■ **Problems**:
(A) Return, unchanged, the part of the graph algorithms library text that opens with the words containing "Graph Algorithms Library" and closes with "vertex-centric programming model.".
(B) In the graph algorithms library text, what default value does the Pregel API assign to the activeDirection parameter?

Graph Algorithms Library

Message Passing and Pregel

Bulk synchronous message passing framework for implementing custom graph algorithms using vertex-centric programming model.

// Core message passing
def aggregateMessages[A: ClassTag](
  sendMsg: EdgeContext[VD, ED, A] => Unit,
  mergeMsg: (A, A) => A
): VertexRDD[A]

// Pregel API
object Pregel {
  def apply[VD: ClassTag, ED: ClassTag, A: ClassTag](
    graph: Graph[VD, ED],
    initialMsg: A,
    maxIterations: Int = Int.MaxValue,
    activeDirection: EdgeDirection = EdgeDirection.Either
  )(
    vprog: (VertexId, VD, A) => VD,
    sendMsg: EdgeTriplet[VD, ED] => Iterator[(VertexId, A)],
    mergeMsg: (A, A) => A
  ): Graph[VD, ED]
}

Message Passing and Pregel

Graph Loading and Utilities

Utilities for loading graphs from files, partitioning strategies, and configuration options.

Data drawn from a collection:
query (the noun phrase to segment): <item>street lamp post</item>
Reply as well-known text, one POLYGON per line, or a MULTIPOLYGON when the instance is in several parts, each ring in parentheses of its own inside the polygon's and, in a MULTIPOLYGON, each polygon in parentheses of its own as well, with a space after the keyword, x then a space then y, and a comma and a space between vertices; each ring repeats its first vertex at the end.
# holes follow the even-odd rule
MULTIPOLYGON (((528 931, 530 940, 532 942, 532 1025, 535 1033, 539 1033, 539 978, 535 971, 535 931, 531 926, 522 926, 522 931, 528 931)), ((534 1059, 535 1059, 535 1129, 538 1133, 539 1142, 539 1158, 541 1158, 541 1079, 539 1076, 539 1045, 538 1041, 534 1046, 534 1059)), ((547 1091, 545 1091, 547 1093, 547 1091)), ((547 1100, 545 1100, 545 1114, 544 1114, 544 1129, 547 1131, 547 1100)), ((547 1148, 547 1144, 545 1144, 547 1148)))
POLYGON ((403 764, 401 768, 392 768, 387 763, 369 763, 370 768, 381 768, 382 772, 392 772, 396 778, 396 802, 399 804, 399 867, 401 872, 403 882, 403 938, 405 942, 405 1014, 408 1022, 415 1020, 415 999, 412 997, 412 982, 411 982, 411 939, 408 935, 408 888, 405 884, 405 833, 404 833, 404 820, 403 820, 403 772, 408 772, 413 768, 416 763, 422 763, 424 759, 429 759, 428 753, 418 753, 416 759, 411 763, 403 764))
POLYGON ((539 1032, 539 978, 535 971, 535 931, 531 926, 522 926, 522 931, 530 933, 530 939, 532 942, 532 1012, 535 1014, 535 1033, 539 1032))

■ **Outputs for the tasks**:
(A)
Graph Algorithms Library

Message Passing and Pregel

Bulk synchronous message passing framework for implementing custom graph algorithms using vertex-centric programming model.

(B) EdgeDirection.Either